— Problem to work on —
At the line containing "the dry bush", begin retyping, and continue word for word until the records below run out.

■ ■ ■ ■

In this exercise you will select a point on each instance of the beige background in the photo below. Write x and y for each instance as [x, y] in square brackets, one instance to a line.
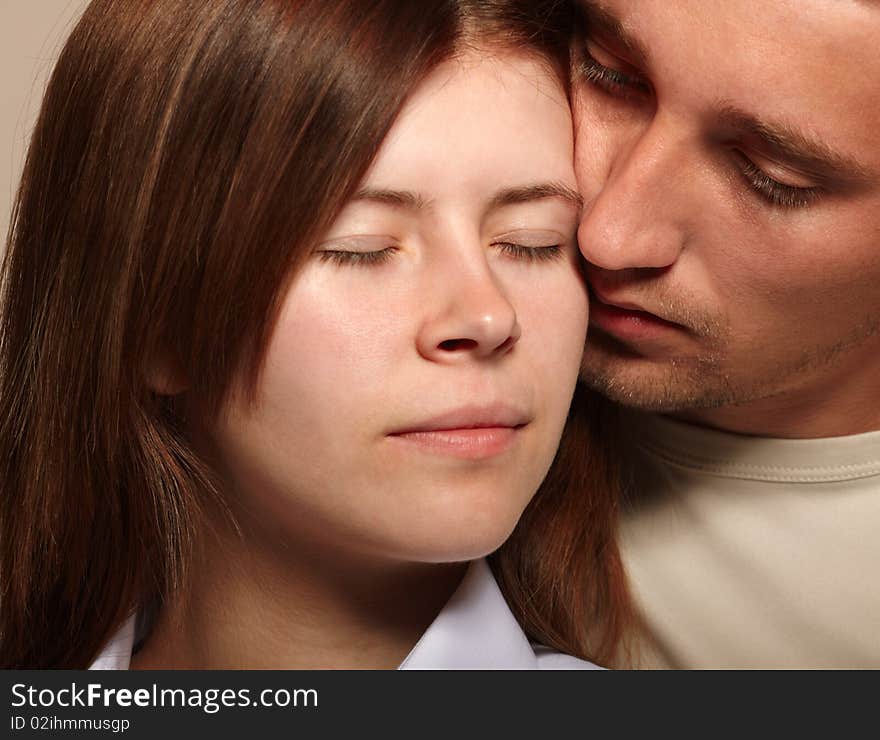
[31, 35]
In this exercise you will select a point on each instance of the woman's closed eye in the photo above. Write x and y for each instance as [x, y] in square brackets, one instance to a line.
[358, 250]
[615, 78]
[543, 253]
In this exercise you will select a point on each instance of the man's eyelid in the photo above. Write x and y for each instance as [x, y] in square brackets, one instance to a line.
[778, 169]
[608, 56]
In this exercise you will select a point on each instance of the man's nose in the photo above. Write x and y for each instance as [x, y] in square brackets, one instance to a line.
[638, 218]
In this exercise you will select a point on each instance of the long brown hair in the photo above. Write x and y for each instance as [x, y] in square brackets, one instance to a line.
[186, 158]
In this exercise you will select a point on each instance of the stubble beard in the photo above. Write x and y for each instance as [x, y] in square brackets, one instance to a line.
[709, 379]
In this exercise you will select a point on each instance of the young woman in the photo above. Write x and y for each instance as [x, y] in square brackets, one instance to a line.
[291, 323]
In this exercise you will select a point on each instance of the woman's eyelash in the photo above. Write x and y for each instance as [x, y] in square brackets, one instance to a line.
[530, 254]
[341, 257]
[777, 193]
[611, 80]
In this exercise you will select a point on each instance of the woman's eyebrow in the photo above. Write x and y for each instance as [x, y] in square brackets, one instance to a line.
[413, 201]
[405, 199]
[536, 191]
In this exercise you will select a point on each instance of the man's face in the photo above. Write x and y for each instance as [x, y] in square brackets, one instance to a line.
[729, 154]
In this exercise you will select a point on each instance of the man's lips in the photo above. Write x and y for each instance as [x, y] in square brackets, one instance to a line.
[473, 432]
[626, 319]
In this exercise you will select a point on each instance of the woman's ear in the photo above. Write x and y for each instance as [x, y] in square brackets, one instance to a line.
[165, 374]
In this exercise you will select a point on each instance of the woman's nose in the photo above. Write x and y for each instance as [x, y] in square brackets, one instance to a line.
[469, 317]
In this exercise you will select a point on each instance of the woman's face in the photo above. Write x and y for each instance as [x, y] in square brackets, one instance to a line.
[418, 377]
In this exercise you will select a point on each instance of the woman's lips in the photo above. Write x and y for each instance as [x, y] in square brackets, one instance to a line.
[469, 444]
[471, 433]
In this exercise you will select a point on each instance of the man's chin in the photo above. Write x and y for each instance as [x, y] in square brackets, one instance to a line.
[665, 385]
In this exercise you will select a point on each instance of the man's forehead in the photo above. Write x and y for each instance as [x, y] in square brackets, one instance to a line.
[802, 67]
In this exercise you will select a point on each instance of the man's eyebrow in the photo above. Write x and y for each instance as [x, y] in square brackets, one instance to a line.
[405, 199]
[814, 156]
[597, 18]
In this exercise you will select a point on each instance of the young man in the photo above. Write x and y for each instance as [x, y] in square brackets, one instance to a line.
[729, 155]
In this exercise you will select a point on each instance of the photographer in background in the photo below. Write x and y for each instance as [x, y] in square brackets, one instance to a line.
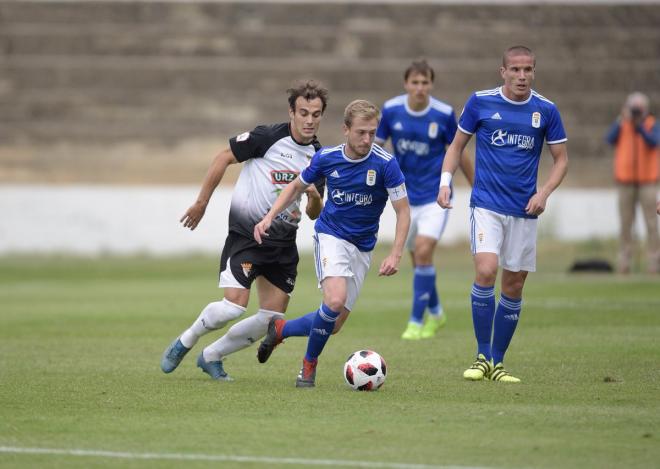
[635, 137]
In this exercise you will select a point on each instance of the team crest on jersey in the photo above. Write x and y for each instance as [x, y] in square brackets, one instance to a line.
[371, 177]
[282, 176]
[433, 129]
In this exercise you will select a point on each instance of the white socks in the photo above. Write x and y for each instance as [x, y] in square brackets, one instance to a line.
[213, 317]
[242, 334]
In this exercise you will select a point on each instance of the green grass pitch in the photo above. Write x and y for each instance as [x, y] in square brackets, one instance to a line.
[81, 340]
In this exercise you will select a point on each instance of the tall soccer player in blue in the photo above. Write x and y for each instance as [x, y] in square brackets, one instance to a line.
[510, 123]
[360, 177]
[420, 128]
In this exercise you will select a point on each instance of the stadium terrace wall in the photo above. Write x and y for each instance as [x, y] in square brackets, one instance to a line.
[99, 75]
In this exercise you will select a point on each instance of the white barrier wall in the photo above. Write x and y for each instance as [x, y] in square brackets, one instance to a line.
[127, 220]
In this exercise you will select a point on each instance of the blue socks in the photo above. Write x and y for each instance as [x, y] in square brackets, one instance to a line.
[506, 320]
[299, 327]
[423, 291]
[483, 310]
[322, 327]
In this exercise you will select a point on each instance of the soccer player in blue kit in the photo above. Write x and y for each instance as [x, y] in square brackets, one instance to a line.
[510, 123]
[420, 128]
[360, 178]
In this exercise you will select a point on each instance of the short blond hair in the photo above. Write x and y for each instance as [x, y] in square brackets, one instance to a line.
[360, 108]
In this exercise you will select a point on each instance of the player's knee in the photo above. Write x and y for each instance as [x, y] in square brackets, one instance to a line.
[335, 302]
[486, 275]
[218, 313]
[513, 285]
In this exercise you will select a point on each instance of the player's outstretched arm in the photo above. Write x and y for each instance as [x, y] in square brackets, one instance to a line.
[536, 204]
[314, 202]
[449, 166]
[390, 264]
[467, 167]
[290, 193]
[214, 175]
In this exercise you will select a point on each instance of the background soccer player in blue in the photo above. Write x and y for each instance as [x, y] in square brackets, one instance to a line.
[420, 128]
[360, 177]
[510, 123]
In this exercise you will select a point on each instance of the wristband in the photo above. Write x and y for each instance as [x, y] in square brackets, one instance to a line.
[445, 179]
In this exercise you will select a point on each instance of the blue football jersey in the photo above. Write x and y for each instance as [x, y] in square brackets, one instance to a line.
[357, 192]
[419, 141]
[509, 141]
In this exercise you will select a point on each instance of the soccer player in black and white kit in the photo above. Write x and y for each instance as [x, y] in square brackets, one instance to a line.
[273, 156]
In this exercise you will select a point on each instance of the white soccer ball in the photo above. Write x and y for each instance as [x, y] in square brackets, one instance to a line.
[365, 370]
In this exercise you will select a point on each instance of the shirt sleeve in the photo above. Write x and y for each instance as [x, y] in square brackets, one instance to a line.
[450, 129]
[249, 144]
[469, 120]
[555, 132]
[393, 175]
[314, 172]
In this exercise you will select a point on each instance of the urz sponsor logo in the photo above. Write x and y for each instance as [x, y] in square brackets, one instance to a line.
[247, 267]
[500, 138]
[282, 176]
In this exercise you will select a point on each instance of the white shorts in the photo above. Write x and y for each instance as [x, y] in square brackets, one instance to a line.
[513, 239]
[338, 258]
[426, 220]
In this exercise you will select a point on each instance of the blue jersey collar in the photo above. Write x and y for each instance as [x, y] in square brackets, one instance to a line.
[517, 103]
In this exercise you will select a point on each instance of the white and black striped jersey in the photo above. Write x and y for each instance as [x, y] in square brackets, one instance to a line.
[271, 159]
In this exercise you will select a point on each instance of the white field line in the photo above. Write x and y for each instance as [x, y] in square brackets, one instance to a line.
[225, 458]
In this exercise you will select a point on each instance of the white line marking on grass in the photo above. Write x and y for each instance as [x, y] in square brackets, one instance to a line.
[222, 457]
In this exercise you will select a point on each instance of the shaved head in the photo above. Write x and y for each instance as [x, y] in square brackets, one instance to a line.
[515, 51]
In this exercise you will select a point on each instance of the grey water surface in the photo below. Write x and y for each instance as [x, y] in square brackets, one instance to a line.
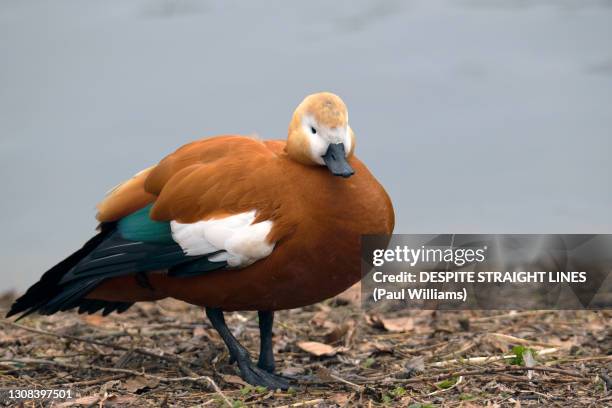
[478, 116]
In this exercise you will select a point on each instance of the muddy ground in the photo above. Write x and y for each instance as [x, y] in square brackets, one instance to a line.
[166, 354]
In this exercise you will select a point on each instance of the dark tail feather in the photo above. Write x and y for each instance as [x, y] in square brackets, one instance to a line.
[47, 288]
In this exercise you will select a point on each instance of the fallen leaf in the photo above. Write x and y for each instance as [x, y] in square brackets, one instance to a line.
[140, 383]
[234, 379]
[87, 401]
[351, 296]
[317, 349]
[339, 332]
[341, 398]
[94, 320]
[291, 371]
[395, 325]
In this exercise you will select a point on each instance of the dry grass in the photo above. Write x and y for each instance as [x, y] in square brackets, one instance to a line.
[166, 354]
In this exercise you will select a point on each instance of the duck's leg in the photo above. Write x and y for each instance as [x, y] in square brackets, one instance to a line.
[266, 354]
[248, 371]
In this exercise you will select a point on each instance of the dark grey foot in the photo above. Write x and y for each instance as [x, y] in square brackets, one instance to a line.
[262, 373]
[266, 366]
[260, 377]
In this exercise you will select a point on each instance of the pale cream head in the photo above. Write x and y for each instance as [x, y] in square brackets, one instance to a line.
[319, 121]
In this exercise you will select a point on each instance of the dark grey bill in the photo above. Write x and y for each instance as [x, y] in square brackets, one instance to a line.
[335, 160]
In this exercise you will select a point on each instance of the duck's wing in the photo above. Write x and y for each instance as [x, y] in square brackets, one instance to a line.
[218, 198]
[210, 205]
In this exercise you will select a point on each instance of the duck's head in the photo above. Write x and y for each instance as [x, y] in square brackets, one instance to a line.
[319, 134]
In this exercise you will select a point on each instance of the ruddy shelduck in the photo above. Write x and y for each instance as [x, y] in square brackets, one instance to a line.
[231, 223]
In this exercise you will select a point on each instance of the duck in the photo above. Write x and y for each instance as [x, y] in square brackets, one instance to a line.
[231, 223]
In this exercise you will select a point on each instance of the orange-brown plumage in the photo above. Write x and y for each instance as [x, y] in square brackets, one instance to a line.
[318, 221]
[231, 223]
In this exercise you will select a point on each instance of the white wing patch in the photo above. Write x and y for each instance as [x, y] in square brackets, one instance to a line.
[242, 241]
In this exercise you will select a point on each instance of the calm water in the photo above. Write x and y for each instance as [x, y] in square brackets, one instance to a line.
[477, 116]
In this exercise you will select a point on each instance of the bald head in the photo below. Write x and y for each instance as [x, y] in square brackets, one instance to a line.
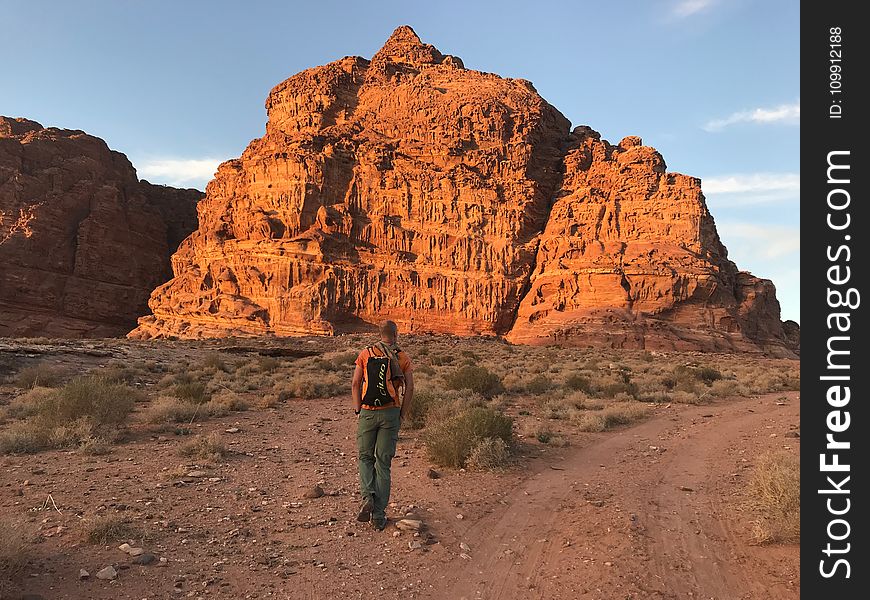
[389, 331]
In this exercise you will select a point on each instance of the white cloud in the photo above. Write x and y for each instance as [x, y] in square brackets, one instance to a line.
[178, 171]
[759, 241]
[784, 113]
[687, 8]
[741, 189]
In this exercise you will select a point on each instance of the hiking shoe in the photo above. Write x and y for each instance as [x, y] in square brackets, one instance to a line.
[365, 511]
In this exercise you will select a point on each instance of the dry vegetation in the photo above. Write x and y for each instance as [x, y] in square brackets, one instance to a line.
[774, 498]
[475, 398]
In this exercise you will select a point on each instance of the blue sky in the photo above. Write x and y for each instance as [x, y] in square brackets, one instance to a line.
[180, 85]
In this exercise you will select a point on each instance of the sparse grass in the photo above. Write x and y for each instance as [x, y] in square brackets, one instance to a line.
[84, 408]
[774, 497]
[204, 447]
[476, 379]
[490, 454]
[40, 374]
[104, 529]
[15, 550]
[619, 413]
[450, 441]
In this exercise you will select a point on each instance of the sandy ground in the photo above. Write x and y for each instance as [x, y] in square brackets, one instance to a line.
[649, 511]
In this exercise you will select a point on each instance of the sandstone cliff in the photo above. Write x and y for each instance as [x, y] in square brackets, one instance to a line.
[450, 200]
[82, 241]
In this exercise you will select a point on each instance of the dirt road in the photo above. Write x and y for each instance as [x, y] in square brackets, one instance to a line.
[649, 512]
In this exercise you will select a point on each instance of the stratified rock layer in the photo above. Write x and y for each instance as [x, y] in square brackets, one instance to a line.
[82, 241]
[449, 200]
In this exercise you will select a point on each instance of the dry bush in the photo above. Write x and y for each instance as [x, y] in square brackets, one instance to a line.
[774, 496]
[102, 530]
[84, 408]
[450, 441]
[204, 447]
[490, 454]
[15, 550]
[620, 413]
[40, 374]
[476, 379]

■ ■ ■ ■

— Answer area —
In this exercise you will select a point on each instance of the dry bush in the photo above. Write x and y for each instance as [x, y] in square brackets, one instance to a line.
[774, 496]
[102, 530]
[84, 408]
[450, 441]
[204, 447]
[490, 454]
[15, 550]
[620, 413]
[40, 374]
[476, 379]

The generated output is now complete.